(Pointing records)
** Start **

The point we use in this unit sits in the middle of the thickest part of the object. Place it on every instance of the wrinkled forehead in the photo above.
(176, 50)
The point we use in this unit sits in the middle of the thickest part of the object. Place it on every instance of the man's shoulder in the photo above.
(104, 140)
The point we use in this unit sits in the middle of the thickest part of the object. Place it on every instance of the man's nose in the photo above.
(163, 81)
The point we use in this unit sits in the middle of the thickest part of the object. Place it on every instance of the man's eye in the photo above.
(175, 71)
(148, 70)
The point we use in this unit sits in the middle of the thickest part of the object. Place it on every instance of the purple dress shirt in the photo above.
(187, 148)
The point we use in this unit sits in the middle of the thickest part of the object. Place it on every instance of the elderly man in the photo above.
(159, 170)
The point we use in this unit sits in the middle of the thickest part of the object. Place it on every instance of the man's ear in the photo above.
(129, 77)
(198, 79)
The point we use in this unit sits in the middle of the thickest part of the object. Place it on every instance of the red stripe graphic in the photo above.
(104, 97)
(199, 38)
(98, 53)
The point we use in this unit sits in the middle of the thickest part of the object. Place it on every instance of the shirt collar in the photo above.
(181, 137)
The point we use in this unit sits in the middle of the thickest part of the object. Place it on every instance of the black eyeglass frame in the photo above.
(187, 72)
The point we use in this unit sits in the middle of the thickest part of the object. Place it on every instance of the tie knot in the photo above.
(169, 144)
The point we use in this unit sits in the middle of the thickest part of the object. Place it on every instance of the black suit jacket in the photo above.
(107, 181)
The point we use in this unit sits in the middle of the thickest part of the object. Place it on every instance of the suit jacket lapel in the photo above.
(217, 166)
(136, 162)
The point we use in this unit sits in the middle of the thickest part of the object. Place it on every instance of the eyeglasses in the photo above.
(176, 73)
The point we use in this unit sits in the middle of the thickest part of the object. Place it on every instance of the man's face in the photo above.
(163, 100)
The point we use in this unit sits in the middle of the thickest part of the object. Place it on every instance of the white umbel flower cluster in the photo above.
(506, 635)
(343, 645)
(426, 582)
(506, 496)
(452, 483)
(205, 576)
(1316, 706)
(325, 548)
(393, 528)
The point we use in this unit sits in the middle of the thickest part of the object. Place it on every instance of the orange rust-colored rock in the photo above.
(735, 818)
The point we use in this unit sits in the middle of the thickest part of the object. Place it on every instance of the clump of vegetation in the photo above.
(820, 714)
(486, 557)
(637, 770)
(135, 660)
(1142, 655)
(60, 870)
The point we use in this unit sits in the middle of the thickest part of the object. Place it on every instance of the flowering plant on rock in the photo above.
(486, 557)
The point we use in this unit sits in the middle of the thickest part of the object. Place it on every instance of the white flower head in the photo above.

** End **

* _The problem_:
Reproduce, word for word, only the lines from the one that contains "face in the photo above." through the final line.

* _Output of the exercise_:
The point we use in this unit sits in the middle of the thickest part of the object. Place it on every instance of the man's face in the photo above.
(163, 100)
The point we use in this unit sits in the middle of the thickest part of the object. Place it on every instance of the white umbel flower cluster in the photo above.
(506, 635)
(343, 645)
(426, 582)
(506, 496)
(452, 483)
(205, 576)
(1316, 706)
(325, 548)
(393, 528)
The point we use in this unit sits in the middle of the thickest part of the object. Place it on every instance of the orange rust-colored rock in the photo above.
(735, 818)
The point we use in this unit sits in the middle of the thickest part of the object. Place it on every instance of the clump of vegetation in the photo above.
(820, 714)
(486, 557)
(637, 770)
(135, 660)
(1142, 655)
(60, 870)
The point we use in this unit sits in the middle of the thickest part of the object. Place it on every instance of the flowering plant on rock in the photo above.
(486, 557)
The point we use in this unit sits in the middle of the thickest part of the object. Place it on every instance of the white flower head in the photo above.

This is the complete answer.